**Data:**
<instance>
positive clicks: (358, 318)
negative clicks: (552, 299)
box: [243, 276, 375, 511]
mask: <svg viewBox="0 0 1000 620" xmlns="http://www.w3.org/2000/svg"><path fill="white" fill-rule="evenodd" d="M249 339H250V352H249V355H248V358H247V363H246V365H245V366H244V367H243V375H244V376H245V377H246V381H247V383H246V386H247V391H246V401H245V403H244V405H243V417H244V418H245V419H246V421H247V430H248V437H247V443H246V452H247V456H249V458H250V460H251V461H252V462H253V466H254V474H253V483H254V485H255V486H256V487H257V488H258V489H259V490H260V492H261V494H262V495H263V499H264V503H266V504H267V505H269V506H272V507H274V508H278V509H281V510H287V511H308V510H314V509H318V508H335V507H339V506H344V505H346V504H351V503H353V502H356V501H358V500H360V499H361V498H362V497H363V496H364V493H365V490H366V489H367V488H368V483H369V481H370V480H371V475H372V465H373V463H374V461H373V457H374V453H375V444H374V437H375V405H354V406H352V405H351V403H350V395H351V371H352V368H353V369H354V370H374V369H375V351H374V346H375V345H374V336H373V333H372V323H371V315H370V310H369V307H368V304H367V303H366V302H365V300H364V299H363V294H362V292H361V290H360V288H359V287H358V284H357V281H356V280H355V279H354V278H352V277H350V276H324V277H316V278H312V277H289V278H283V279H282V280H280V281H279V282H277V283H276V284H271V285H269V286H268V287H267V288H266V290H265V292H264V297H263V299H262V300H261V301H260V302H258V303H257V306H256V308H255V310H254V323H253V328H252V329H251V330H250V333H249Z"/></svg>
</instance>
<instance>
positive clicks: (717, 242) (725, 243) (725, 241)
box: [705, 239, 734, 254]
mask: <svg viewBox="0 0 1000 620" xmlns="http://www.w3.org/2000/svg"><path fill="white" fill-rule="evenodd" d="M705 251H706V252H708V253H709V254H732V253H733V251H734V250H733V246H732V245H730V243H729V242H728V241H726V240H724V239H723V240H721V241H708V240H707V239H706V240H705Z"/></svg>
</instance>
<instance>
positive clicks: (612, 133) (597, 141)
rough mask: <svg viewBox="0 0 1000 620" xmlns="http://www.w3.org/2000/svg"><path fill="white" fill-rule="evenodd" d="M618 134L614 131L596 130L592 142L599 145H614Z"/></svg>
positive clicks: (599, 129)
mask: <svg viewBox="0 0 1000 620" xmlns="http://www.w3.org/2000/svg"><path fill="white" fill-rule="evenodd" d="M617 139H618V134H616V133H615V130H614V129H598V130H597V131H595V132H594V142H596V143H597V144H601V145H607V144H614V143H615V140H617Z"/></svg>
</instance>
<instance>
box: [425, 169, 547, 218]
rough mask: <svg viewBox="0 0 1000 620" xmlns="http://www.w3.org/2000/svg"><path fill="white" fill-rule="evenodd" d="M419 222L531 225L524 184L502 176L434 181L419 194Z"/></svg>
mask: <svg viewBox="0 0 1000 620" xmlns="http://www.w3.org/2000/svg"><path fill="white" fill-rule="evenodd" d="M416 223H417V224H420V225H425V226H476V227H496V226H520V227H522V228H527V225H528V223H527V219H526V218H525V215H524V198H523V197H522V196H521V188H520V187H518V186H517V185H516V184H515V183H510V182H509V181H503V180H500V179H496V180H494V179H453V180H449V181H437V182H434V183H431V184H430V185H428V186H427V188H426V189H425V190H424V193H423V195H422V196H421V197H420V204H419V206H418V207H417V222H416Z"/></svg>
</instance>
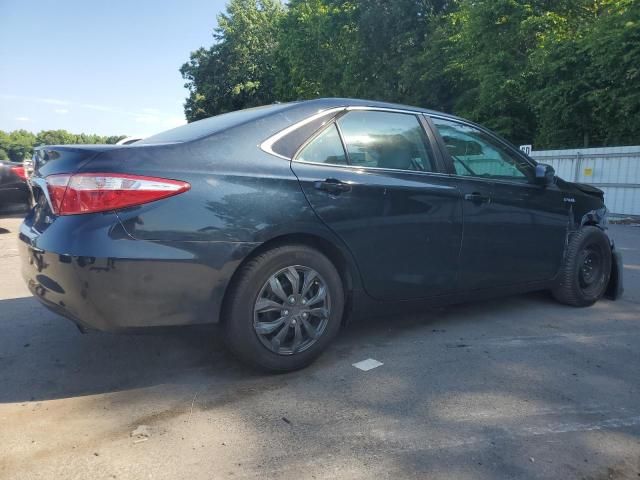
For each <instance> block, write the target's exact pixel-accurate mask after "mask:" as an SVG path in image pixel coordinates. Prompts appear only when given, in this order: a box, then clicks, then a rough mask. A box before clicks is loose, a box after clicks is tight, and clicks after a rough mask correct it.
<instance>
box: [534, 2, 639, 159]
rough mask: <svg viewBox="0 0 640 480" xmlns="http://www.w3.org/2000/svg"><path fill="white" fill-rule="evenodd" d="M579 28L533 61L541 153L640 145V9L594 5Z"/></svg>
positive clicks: (548, 45)
mask: <svg viewBox="0 0 640 480" xmlns="http://www.w3.org/2000/svg"><path fill="white" fill-rule="evenodd" d="M589 3H590V4H589V5H588V6H589V7H590V8H586V7H585V8H584V9H583V12H584V15H582V16H581V17H580V18H579V19H578V21H577V22H576V24H575V25H573V26H572V28H568V29H563V30H559V31H556V32H553V34H552V35H549V36H547V37H546V38H544V39H543V41H542V42H541V44H540V48H539V49H538V51H537V52H536V53H535V54H534V55H532V79H533V82H532V88H531V94H530V98H531V102H532V105H533V107H534V109H535V112H536V116H537V118H538V123H539V129H538V132H537V136H536V143H537V144H538V145H540V146H542V147H555V146H562V147H579V146H585V147H586V146H590V145H620V144H632V143H637V142H638V141H639V140H640V125H639V124H638V122H636V121H630V120H631V119H635V118H638V116H640V67H639V65H640V64H639V63H638V59H639V58H640V4H639V3H638V2H635V1H633V0H622V1H620V0H617V1H605V2H589Z"/></svg>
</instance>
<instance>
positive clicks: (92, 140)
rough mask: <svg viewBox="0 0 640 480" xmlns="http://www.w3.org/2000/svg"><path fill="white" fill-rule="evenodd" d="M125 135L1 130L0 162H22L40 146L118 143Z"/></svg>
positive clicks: (20, 130) (0, 130) (26, 130)
mask: <svg viewBox="0 0 640 480" xmlns="http://www.w3.org/2000/svg"><path fill="white" fill-rule="evenodd" d="M123 138H125V135H112V136H101V135H95V134H85V133H80V134H75V133H69V132H67V131H66V130H42V131H41V132H39V133H38V134H34V133H31V132H29V131H27V130H14V131H12V132H4V131H2V130H0V160H10V161H12V162H22V161H23V160H24V159H25V158H26V157H29V156H31V155H32V154H33V149H34V147H37V146H40V145H70V144H75V145H77V144H98V143H110V144H114V143H117V142H118V141H119V140H121V139H123Z"/></svg>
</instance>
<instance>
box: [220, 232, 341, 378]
mask: <svg viewBox="0 0 640 480" xmlns="http://www.w3.org/2000/svg"><path fill="white" fill-rule="evenodd" d="M343 309H344V291H343V287H342V281H341V279H340V275H339V274H338V272H337V270H336V268H335V267H334V266H333V264H332V263H331V261H329V259H327V258H326V257H325V256H324V255H323V254H321V253H320V252H318V251H317V250H315V249H312V248H310V247H307V246H304V245H289V246H282V247H277V248H274V249H272V250H269V251H267V252H265V253H263V254H261V255H258V256H257V257H255V258H254V259H252V260H250V261H249V262H248V263H247V264H246V265H245V266H243V267H242V270H241V271H240V272H239V274H238V276H237V278H236V279H235V281H234V284H233V285H232V286H231V290H230V292H229V297H228V298H227V301H226V304H225V318H224V326H225V335H226V340H227V345H228V346H229V348H230V350H231V351H232V352H233V353H235V354H236V355H237V356H238V357H239V358H240V359H241V360H243V361H244V362H245V363H248V364H250V365H252V366H254V367H257V368H260V369H262V370H267V371H273V372H287V371H292V370H297V369H300V368H303V367H305V366H307V365H308V364H310V363H311V362H312V361H313V360H315V358H316V357H317V356H318V355H320V353H322V351H323V350H324V349H325V348H326V347H327V346H328V344H329V343H330V342H331V340H332V339H333V338H334V337H335V335H336V334H337V332H338V330H339V329H340V323H341V319H342V313H343Z"/></svg>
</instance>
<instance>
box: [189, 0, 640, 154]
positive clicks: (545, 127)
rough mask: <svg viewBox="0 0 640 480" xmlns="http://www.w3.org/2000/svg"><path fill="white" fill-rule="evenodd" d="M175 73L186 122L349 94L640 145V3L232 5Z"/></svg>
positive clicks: (609, 141) (549, 146)
mask: <svg viewBox="0 0 640 480" xmlns="http://www.w3.org/2000/svg"><path fill="white" fill-rule="evenodd" d="M214 39H215V42H214V44H213V45H212V46H211V47H209V48H200V49H199V50H197V51H195V52H193V53H192V54H191V58H190V60H189V62H188V63H186V64H184V65H183V66H182V69H181V72H182V75H183V77H184V78H185V79H186V80H187V84H186V86H187V87H188V88H189V91H190V93H189V98H188V99H187V101H186V103H185V112H186V115H187V119H188V120H189V121H193V120H197V119H200V118H204V117H207V116H211V115H215V114H218V113H223V112H227V111H231V110H236V109H240V108H245V107H250V106H255V105H261V104H268V103H273V102H275V101H289V100H296V99H308V98H314V97H318V96H349V97H361V98H373V99H378V100H387V101H395V102H401V103H409V104H417V105H422V106H425V107H429V108H434V109H437V110H442V111H446V112H451V113H455V114H459V115H461V116H464V117H467V118H470V119H472V120H476V121H478V122H481V123H483V124H486V125H487V126H489V127H490V128H493V129H494V130H496V131H498V132H499V133H501V134H503V135H505V136H506V137H507V138H509V139H510V140H512V141H514V142H516V143H517V142H522V143H530V142H534V143H535V145H536V147H538V148H543V147H575V146H581V145H586V144H589V145H612V144H624V143H627V144H628V143H638V142H640V122H637V121H636V119H637V118H638V116H639V114H640V66H639V65H640V63H639V61H638V59H639V58H640V2H638V1H637V0H394V1H388V0H290V1H289V2H288V3H287V5H286V7H285V6H284V5H282V4H280V3H279V1H278V0H230V2H229V4H228V7H227V11H226V13H225V14H223V15H221V16H220V17H219V18H218V28H217V29H216V30H215V34H214Z"/></svg>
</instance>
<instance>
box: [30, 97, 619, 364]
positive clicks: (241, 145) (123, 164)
mask: <svg viewBox="0 0 640 480" xmlns="http://www.w3.org/2000/svg"><path fill="white" fill-rule="evenodd" d="M33 169H34V171H33V174H32V177H31V183H32V186H33V190H34V199H35V206H34V208H33V209H32V210H31V211H30V213H29V214H28V215H27V217H26V219H25V220H24V223H23V224H22V226H21V228H20V244H21V254H22V258H23V267H22V270H23V275H24V277H25V279H26V281H27V283H28V285H29V288H30V289H31V291H32V292H33V293H34V295H36V296H37V297H38V298H39V299H40V300H41V301H42V303H44V304H45V305H46V306H47V307H49V308H50V309H52V310H54V311H56V312H58V313H60V314H61V315H64V316H66V317H68V318H70V319H71V320H73V321H74V322H75V323H76V324H77V325H79V326H80V327H81V329H83V330H84V329H99V330H109V331H118V330H126V329H130V328H137V327H150V326H169V325H193V324H202V323H215V322H220V323H222V325H223V327H224V332H225V335H226V338H227V343H228V345H229V347H230V349H231V350H232V351H233V352H235V353H236V354H237V355H238V356H239V357H240V358H241V359H243V360H244V361H245V362H248V363H250V364H252V365H254V366H257V367H260V368H263V369H266V370H270V371H288V370H293V369H296V368H301V367H304V366H305V365H307V364H309V363H310V362H311V361H312V360H313V359H314V358H316V357H317V356H318V355H319V354H320V353H321V352H322V351H323V350H324V349H325V348H326V347H327V346H328V344H329V342H330V341H331V340H332V339H333V337H334V336H335V335H336V334H337V332H338V330H339V329H340V326H341V325H342V324H343V322H344V321H345V319H347V318H350V317H352V316H357V315H360V316H363V315H367V314H373V313H376V314H379V313H393V314H397V313H398V312H400V311H404V310H407V309H415V308H420V307H423V306H425V305H435V304H447V303H455V302H461V301H467V300H472V299H478V298H486V297H489V296H495V295H506V294H511V293H518V292H527V291H533V290H551V291H552V292H553V295H554V296H555V298H557V299H558V300H559V301H560V302H562V303H565V304H569V305H575V306H588V305H592V304H593V303H594V302H596V301H597V300H598V299H600V298H601V297H602V296H603V295H605V294H608V295H609V296H610V297H612V298H615V297H617V296H618V295H619V294H620V293H621V291H622V279H621V270H620V256H619V254H618V253H617V251H616V250H615V247H614V245H613V242H612V241H611V240H610V238H609V237H608V236H607V233H606V227H607V224H606V222H607V213H606V208H605V205H604V201H603V193H602V191H601V190H598V189H596V188H593V187H590V186H586V185H580V184H574V183H569V182H566V181H564V180H562V179H560V178H558V177H557V176H555V174H554V171H553V169H552V168H551V167H549V166H546V165H540V164H537V163H536V162H535V161H533V160H532V159H530V158H528V157H527V156H526V155H524V154H523V153H522V152H520V151H519V150H518V149H516V148H514V147H513V146H512V145H510V144H509V143H507V142H506V141H504V140H502V139H500V138H499V137H497V136H496V135H494V134H492V133H491V132H489V131H488V130H486V129H484V128H483V127H481V126H478V125H476V124H474V123H471V122H468V121H465V120H463V119H460V118H456V117H453V116H450V115H446V114H442V113H438V112H433V111H429V110H424V109H420V108H415V107H408V106H402V105H395V104H387V103H381V102H374V101H365V100H350V99H319V100H312V101H306V102H294V103H288V104H277V105H272V106H266V107H259V108H254V109H248V110H243V111H238V112H234V113H228V114H224V115H219V116H216V117H212V118H209V119H205V120H201V121H198V122H194V123H191V124H189V125H185V126H182V127H178V128H176V129H173V130H169V131H167V132H164V133H161V134H158V135H155V136H152V137H149V138H146V139H144V140H141V141H138V142H136V143H134V144H132V145H129V146H106V145H105V146H95V145H92V146H76V145H74V146H45V147H40V148H38V149H37V150H36V153H35V155H34V159H33Z"/></svg>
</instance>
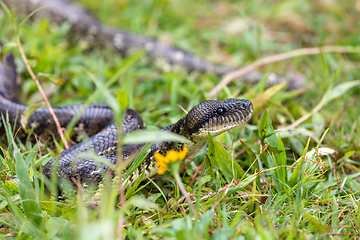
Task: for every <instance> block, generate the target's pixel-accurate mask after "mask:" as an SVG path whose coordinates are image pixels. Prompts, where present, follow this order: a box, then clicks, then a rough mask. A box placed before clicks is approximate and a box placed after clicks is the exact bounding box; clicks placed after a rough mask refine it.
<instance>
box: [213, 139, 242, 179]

**Task statement:** All lines in the entries above that include "then" should be found and copied.

**Task output:**
For each <instance> block, write the target's exact pixel-accurate mask after "mask:" as an SVG path in image pixel coordinates. Prompts appear only when given, in this order: a box, then clicks, then a rough mask. A box before clicks is loose, a box after clicks is tight, and clicks after a rough mask correct it.
Task: for every <instance> block, generate the target's pixel-accurate mask after "mask:" as an SVG path whose coordinates are image pixels. Prompts, where present, follow this order: a box, then clicks, then a rough mask. A box placed before clicks is approximate and a box placed after clicks is the exact bounding box; clicks placed after a rough mask refine it.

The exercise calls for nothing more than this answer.